**Extract**:
[start]

Though, that does seem to be SOP for how Linux is developed – see a feature in Unix/BSD, copy it rather poorly, ditch it, then copy it again to be more similar to the way Unix/BSD did it.
Well, it does seems a bit unfair to Linux developers to put things this way and I am sure there are lots of good tech invented in Linux circle but, being frank, most of the technical background around the basics an OS must have, how it should be layered and how it should operate, was already reasonably established when Linux was created.
Also, as there are many Linux developers all around the world, with many of them shooting for glory, there is a kind of rush to implement new ideas and we see the result of this on how quickly things are created, rewritten and even substituted. You don’t see, usually, this kind of vertiginous experience done on traditional Unix and I agree with you on that, it is more a kind of phenomenon you would meet on Linux side, not necessarily a bad thing, though.
Well, the entire Linux kernel is a copy of Unix. What do you expect? Original tech from Linux? I dont know of any original tech coming from Linux? What does Linux have invented that every OS wants and have copied or ported?
OTOH, everybody wants ZFS and DTrace and Containers and Crossbow and SMF, and…
For instance, take DTrace:
IBM AIX has a copy called ProbeVue
FreeBSD has ported it
Mac OS X has ported it
VMware has a copy called vProbes
QNX has ported it
Linux has copied it badly, and call it Systemtap.
Every major OS have copied or ported ZFS.
BTRFS is a linux copy of ZFS and it failed too.
systemd is a copy of SMF, Lennart talked about Solaris SMF all the time back then.
Dockers is a variant of Containers
Crossbow is copied and called… forgot the name
etc etc. What does Linux have that every OS lust and desire after? Any software?

[end]

**The tasks**:
A. According to the comment on Linux copying Unix technology, what is IBM AIX's copy of DTrace called?
B. Continue the comment on Linux copying Unix technology, starting after its last sentence.

**Provided information**:
[start]

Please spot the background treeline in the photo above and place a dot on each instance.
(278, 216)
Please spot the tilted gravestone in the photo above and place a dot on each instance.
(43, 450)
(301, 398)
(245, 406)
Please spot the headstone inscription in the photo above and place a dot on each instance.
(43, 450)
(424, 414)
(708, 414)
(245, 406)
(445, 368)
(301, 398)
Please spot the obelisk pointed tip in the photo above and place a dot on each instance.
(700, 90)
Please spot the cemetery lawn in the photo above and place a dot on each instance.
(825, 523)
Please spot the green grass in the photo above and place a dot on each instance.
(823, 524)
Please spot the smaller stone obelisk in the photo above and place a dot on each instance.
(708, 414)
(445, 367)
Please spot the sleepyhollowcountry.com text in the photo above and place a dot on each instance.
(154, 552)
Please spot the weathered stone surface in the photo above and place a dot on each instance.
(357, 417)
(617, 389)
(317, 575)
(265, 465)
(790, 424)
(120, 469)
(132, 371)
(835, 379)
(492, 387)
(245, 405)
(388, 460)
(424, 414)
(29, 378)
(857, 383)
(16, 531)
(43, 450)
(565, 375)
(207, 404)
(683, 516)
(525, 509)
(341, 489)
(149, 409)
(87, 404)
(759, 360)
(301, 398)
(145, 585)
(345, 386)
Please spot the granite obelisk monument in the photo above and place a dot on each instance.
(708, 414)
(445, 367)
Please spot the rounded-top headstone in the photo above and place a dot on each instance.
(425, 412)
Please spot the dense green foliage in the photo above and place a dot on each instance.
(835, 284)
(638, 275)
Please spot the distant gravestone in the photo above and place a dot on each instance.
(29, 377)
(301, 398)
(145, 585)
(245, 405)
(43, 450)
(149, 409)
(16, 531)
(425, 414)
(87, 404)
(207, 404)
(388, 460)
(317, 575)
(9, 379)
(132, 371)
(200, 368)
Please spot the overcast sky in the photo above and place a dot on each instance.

[end]

**Results**:
A. ProbeVue

B.
https://www.usenix.org/legacy/events/lsf07/tech/rodeh.pdf
Both ZFS and Btrfs come out of the ideas of WALF
https://www.google.com/patents/US5819292
Yes NetApp patented the base idea that both ZFS and BTRFS use. ZFS does slab and BTRFS does b-tree implementation of the idea and I cannot remember what odd beast WALF does.
Dtrace and Systemtap is funny. Dtrace is started jan 2005 first prototypes of Systemtap starts as dprobes in jun 2004. So these two are parallel invention it possible Dtrace is copied the other way. Of course the idea of dprobes is based off extending strace into kernel space and strace was sun idea.
vprobes name is based of dprobes so that by vmware is not copy of Dtrace either.
Linux world does have habit of rename something and start over so the old interface can be deprecated.
What is be-compared as the Linux replacement to dtrace is http://www.brendangregg.com/blog/2016-03-05/linux-bpf-superpowers.h…
bpf trace tools. This in it self is interesting. Both systemtap and dtrace are are based around using a special language for tracing converted to native by user-space complier. Where bpf trace tools is recycling the Berkeley packet filter engine byte code to have kernel Berkeley packet filter jit in kernel turn it to native code.
So Linux developers as normal like renaming stuff. Solaris developers love extending stuff and not renaming it.
This kinda shows how it gets muddy. Sun developers helped porting Linux to sparc so they did take a few idea from Linux as well. With the Linux word renaming stuff so often its very easy to mix up who invented what.
Solaris/Sun has had some fine developers. Even that systemtap with dprobes and Dtrace started around the same time Sun got Dtrace production ready first.
I know that Linux has copied lot of Solaris stuff, but I have never seen Solaris copied Linux tech? What ideas of Linux have Solaris taken?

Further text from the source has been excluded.